AANGELEVERDE ITEMS

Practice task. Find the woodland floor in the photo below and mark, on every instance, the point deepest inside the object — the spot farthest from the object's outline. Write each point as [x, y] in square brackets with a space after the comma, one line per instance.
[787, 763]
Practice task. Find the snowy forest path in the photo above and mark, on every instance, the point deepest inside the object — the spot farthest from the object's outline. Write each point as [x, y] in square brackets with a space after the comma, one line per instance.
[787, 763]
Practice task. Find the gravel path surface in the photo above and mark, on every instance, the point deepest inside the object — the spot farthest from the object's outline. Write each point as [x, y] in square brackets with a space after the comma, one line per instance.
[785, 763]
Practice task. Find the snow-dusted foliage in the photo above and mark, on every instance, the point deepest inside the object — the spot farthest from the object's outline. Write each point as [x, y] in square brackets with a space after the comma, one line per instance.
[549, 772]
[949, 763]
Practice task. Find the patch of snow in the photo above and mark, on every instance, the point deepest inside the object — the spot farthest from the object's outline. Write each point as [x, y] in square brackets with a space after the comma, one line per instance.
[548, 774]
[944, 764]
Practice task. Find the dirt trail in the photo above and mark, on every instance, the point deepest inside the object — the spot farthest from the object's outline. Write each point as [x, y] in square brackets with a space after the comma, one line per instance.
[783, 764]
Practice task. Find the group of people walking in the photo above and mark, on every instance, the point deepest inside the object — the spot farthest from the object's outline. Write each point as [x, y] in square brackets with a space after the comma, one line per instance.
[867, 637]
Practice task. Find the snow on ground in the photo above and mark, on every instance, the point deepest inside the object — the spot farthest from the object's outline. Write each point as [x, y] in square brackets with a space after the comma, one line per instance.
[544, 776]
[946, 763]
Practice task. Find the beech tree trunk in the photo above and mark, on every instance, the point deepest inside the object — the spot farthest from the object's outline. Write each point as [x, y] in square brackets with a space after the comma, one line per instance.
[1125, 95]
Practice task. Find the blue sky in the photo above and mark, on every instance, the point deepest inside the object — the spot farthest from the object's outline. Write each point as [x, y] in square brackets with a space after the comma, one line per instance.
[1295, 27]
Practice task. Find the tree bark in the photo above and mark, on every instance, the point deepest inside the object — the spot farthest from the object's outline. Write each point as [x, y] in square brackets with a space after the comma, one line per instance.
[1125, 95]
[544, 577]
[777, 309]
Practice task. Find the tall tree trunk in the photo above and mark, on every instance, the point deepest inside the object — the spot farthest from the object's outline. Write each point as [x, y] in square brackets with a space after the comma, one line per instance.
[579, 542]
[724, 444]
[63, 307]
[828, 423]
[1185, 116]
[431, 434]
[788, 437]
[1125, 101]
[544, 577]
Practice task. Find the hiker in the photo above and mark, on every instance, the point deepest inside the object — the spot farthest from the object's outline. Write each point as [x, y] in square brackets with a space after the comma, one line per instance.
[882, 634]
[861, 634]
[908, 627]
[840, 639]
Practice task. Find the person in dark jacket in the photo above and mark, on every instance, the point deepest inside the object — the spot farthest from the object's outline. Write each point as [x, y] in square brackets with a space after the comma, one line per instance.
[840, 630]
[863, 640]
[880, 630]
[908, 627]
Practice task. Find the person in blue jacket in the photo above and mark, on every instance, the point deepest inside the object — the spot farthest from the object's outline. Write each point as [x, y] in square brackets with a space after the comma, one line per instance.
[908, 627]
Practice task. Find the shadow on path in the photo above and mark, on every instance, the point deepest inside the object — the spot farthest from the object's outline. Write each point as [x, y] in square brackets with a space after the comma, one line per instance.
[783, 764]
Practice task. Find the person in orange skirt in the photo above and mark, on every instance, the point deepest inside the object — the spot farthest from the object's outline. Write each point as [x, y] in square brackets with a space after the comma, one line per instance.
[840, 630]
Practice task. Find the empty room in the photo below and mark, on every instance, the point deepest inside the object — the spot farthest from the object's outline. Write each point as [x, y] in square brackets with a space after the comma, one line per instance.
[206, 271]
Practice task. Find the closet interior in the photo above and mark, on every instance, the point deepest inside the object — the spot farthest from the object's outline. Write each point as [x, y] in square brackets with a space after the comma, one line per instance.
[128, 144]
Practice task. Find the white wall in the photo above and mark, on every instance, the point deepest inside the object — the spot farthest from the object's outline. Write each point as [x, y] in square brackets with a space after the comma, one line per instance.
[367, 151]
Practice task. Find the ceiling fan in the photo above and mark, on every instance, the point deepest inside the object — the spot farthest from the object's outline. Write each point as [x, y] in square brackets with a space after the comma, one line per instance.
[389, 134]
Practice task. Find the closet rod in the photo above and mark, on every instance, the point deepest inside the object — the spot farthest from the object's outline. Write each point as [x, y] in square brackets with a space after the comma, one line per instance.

DOEL
Citeer alle items hierboven woordelijk, van het eerste tot en met het laatste.

VERWACHTE UITVOER
Practice task. Find the woodland floor in the photo below and mark, on every instance, the point deepest inside the object — the spot farthest from the object's outline. Write each point as [x, y] in square brackets with a space after the comma, one line per instance.
[787, 763]
Practice task. Find the snowy forest path in the photo above and mark, on every instance, the point deepest inside the object — the spot farthest from the object's outline. Write each point as [x, y] in square brackets with a space after the comma, one line per instance.
[787, 763]
Practice task. Find the gravel path surface in the photo above and mark, on every instance, the point deepest inside the object — the spot farthest from the object's outline. Write each point as [x, y] in square brackets with a space after the comma, one line per instance.
[785, 763]
Practice task. Find the snow-dusted foliage in the photo above and mark, on every instance, the point deepest inside the object — the spot farthest from the object's outline. Write each point as [x, y] in square brackets with a space after the comma, one line per instance.
[549, 772]
[949, 763]
Practice task. Find the patch of snow in the photo above and mark, on every instance, the point deepest inside the object — the spot farthest from the object's outline. Write each point as [x, y] in square brackets with a space after the comma, one line per instance.
[548, 774]
[944, 764]
Practice task. Find the dirt trail in the photo above and mark, on every instance, the point deepest inside the object — the spot farthest from the object's outline. Write each point as [x, y] in square brackets with a space after the comma, one line per instance.
[783, 764]
Practice task. Find the group of people walking in the photo above and mark, on every instance, the point deepest inside the object — the spot farthest from the object's outline. Write each point as [x, y] in square brackets with a space after the comma, one line per instance.
[867, 637]
Practice task. Find the snow on ground in the photo above and mark, on every instance, the point deepest inside the object — the spot farthest from the object's outline. Write each point as [x, y] in square brackets with a space after the comma, one line per instance.
[544, 776]
[946, 763]
Practice task. Find the beech tree trunk in the photo above and mark, on every instance, the point deepest inside the object — the spot farthest from the object's outline. Write each point as [x, y] in square brackets with a space after the comma, one line per instance.
[1125, 95]
Practice task. Find the blue sky in the photo above and mark, on every instance, the point deepest inside the object — the spot farthest from the object's outline. Write each point as [x, y] in square brackets with a space after the comma, one line per instance.
[1295, 27]
Practice task. Find the tree bark in the photo above and mark, on every instance, the point deepest inside the object — the spot farthest from the object's outline. Write each point as [x, y] in square brackets with a space after the comma, one line per instance.
[1125, 95]
[544, 577]
[777, 309]
Practice task. Find the tall tree trunk in the photo above and mark, on every instance, the point deepest inside the object — the spot farthest from the object's outline. Write each point as [x, y] in square brackets with a space after the comma, one line per instance.
[579, 542]
[724, 444]
[63, 307]
[828, 423]
[1185, 116]
[431, 434]
[788, 437]
[1125, 101]
[544, 577]
Practice task. Find the hiker in the photo above and mark, on every instance, the point deepest inside the object — the spot farthest from the object's outline. Write each point as [x, y] in square brackets with a space after the comma, one line per instance.
[882, 634]
[861, 634]
[908, 627]
[840, 639]
Practice task. Find the person in dark jacket in the photo above and mark, on every instance, the point deepest inside the object — the spot farthest from the object's outline. Write each point as [x, y] in square brackets with a space after the comma, one line per instance.
[840, 630]
[863, 640]
[880, 630]
[908, 627]
Practice task. Find the person in blue jacket in the photo above and mark, on every instance, the point deepest inside the object — the spot farthest from the object's outline. Write each point as [x, y] in square brackets with a space after the comma, one line per instance.
[908, 627]
Practice task. Find the shadow on path in the photo above and mark, on every instance, the point deepest inside the object — the spot farthest from the object's outline. Write each point as [x, y] in square brackets with a space after the comma, one line per instance.
[783, 764]
Practice task. Find the person in orange skirt in the photo above and mark, on every instance, the point deepest inside the object — the spot farthest from the object's outline. Write each point as [x, y] in square brackets with a space after the comma, one line per instance.
[840, 630]
Practice task. Find the empty room in the photo below and mark, on every instance, the point deepest inside the object — the spot farthest from the object's outline. Write each point as [x, y] in square brackets with a space after the comma, one line per instance.
[206, 271]
Practice task. Find the closet interior in the photo above and mark, on every instance, the point deepest inside the object — the spot farthest from the object's outline. Write each point as [x, y] in square brackets with a space after the comma, one line per instance.
[128, 144]
Practice task. Find the white wall in the photo above and mark, on every instance, the point deepest inside the object — the spot farthest from the object's outline. Write each point as [x, y] in square brackets with a space after the comma, one line per instance.
[367, 151]
Practice task. Find the ceiling fan in the photo above and mark, on every instance, the point deepest inside the object — the spot farthest from the object's outline. Write each point as [x, y] in square brackets with a space after the comma, one line per instance.
[389, 134]
Practice task. Find the closet rod in the photo above and mark, on every instance, the point deepest inside the object — the spot farthest from the object's outline. Write each point as [x, y] in square brackets with a space after the comma, one line per instance.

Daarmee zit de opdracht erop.